« Noreascon 4: il n’y a pas que les panels
Impressions informées
Quelques bières pour la route – le dépanneur caméléon – parlons politique – dernières constatations
Le temps file, en voyage. Voilà que je me retrouve chez Charles Street Liquors, à choisir les quelques bières que je rapporterai à Montréal demain. C’est le paradis du bièrophile ici. Je m’en tiens aux bières de microbrasseries américaines qu’on ne voit jamais au Québec, et cette restriction me laisse encore l’embarras du choix.
Le magasin se trouve en plein coeur de Beacon Hill, un de ces quartiers de luxe caractérisés par une drôle d’uniformité, comme ces petits villages sympathiques mais tout à fait artificiels qu’on retrouve dans certains grands parcs d’attractions. En chemin vers le liquor store, j’ai longé les vitrines d’antiquaire après antiquaire, avec à peine une épicerie fine ou une petite galerie d’art pour faire changement. Chaque boutique d’antiquaire est faite de ces briques brun-rouge dont presque toute la ville est bâtie; chacune porte son nom sur une enseigne de bois suspendue, peinte vert billard, dans laquelle sont gravées des lettres peintes en or. Tous les autres commerces se conforment à ce même look. Le 7-Eleven au coin de la rue (de l’omniprésente chaîne américaine de dépanneurs 24 heures, avec leur logo rouge, orange et vert) a son logo gravé en lettres d’or sur une enseigne vert billard devant une façade de briques brun-rouge.
Le quartier où j’ai habité ces derniers jours, Back Bay, sent légèrement moins l’argent mais ne manque pas de restaurants haut de gamme et de boutiques de luxe. C’est un coin où il fait bon vivre si on en a les moyens. Il a fallu qu’on me le fasse remarquer, mais une fois qu’on en est conscient, ça devient évident: l’écart entre riches et pauvres est plus marqué ici que par chez nous, et beaucoup des Noirs, Latinos et autres minorités visibles que l’on croise sont bien rangés derrière une vadrouille ou un comptoir de fast food. Est-ce typique de ce quartier, de Boston en général, ou des États-Unis tout entiers? Je ne saurais dire.
C’est intéressant d’être ici, en tout cas, après des années passées à observer de loin le règne de Bush fils. En voyage, règle générale, il est sage d’éviter les discussions politiques, mais je m’y laisse entraîner à quelques reprises, quand un Américain aborde le sujet. Leurs opinions rejoignent souvent les miennes: c’est le pays de John Kerry ici, après tout. La convention démocrate se tenait ici un mois plus tôt et on retrouve encore ça et là des autocollants anti-Bush ou pro-Kerry. Il y a un sentiment de ras-le-bol qui plane. Les gens n’hésitent pas à s’en confier quand ils comprennent que je suis canadien. Ils sont curieux de savoir comment on vit là-haut. Les élections auront lieu dans trois mois et beaucoup espèrent un changement de régime.

— Défi 1 —
Dans le récit de voyage à Boston, de quelle couleur sont peintes les enseignes de bois suspendues des boutiques de Beacon Hill ?
— Défi 2 —
Poursuivez le récit de voyage à Boston après sa dernière phrase.

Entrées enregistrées
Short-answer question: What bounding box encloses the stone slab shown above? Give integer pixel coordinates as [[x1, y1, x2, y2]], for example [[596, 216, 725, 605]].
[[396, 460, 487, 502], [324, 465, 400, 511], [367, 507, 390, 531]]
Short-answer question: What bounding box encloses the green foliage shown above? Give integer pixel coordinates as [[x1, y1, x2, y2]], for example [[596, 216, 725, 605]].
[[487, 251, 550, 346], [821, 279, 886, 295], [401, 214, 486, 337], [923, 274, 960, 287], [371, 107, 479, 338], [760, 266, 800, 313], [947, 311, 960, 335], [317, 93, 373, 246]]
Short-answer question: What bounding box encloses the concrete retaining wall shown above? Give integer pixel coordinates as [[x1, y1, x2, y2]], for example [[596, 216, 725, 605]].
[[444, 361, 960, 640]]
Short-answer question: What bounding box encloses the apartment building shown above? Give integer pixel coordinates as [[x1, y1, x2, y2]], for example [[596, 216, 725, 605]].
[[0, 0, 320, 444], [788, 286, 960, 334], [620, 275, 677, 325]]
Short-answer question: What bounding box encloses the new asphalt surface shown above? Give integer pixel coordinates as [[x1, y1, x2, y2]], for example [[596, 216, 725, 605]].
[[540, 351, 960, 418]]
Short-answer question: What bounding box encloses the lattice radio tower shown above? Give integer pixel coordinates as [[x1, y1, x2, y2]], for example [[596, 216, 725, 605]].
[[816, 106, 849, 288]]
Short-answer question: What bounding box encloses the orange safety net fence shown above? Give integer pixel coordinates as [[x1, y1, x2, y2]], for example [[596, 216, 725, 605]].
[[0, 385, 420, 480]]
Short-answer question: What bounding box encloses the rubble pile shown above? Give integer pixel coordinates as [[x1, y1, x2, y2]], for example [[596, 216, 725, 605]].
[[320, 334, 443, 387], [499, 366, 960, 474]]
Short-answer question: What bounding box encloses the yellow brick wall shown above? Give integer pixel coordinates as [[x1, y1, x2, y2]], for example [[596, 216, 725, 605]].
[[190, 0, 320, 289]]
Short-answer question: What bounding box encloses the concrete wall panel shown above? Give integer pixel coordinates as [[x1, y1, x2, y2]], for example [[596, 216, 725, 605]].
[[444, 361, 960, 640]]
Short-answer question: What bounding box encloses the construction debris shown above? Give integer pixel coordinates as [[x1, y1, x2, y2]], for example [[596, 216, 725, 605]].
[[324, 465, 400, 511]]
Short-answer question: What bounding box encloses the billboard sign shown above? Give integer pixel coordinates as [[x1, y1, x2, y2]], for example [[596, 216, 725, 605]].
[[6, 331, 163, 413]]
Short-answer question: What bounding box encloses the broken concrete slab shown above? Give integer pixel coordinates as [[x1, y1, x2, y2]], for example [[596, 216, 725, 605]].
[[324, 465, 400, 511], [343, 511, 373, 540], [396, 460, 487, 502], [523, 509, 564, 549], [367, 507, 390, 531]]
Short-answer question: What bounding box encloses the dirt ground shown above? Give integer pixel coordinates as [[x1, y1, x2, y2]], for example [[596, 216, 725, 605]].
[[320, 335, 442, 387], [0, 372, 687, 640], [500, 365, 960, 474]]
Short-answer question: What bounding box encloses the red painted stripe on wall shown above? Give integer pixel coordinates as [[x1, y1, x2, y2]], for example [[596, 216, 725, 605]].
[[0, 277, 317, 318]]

— Résultat de l'exercice 1 —
Elles sont peintes vert billard, avec des lettres gravées peintes en or.

— Résultat de l'exercice 2 —
Il m’aurait fallu encore une semaine ou deux pour saisir tout ce que j’aurais voulu saisir de Boston. C’est sur le tard que j’aurai fait plusieurs découvertes intéressantes. On m’indique que les rues transversales à Beacon Street, où je suis logé, sont en ordre alphabétique: Hereford, Gloucester, Fairfield, Exeter et ainsi de suite en marchant vers l’est. Si j’avais su plus tôt, je me serais moins perdu. C’est aussi vers la fin de mon séjour que j’ai enfin l’occasion d’entendre le fameux accent bostonien. Je crois qu’il est plus rare dans les quartiers touristiques comme Back Bay et peu commun chez les jeunes. Je l’entends pourtant de la bouche de trois jeunes, dans un petit pub irlandais souterrain tout près de mon auberge. Ils arrivent de l’autre côté de la rivière, je crois. Leur accent et leur état d’ébriété les rendent plutôt comiques. L’un deux est allé au Québec une fois déjà; nous comparons nos impressions sur les bars de danseuses de Montréal, puisque le sujet le fascine.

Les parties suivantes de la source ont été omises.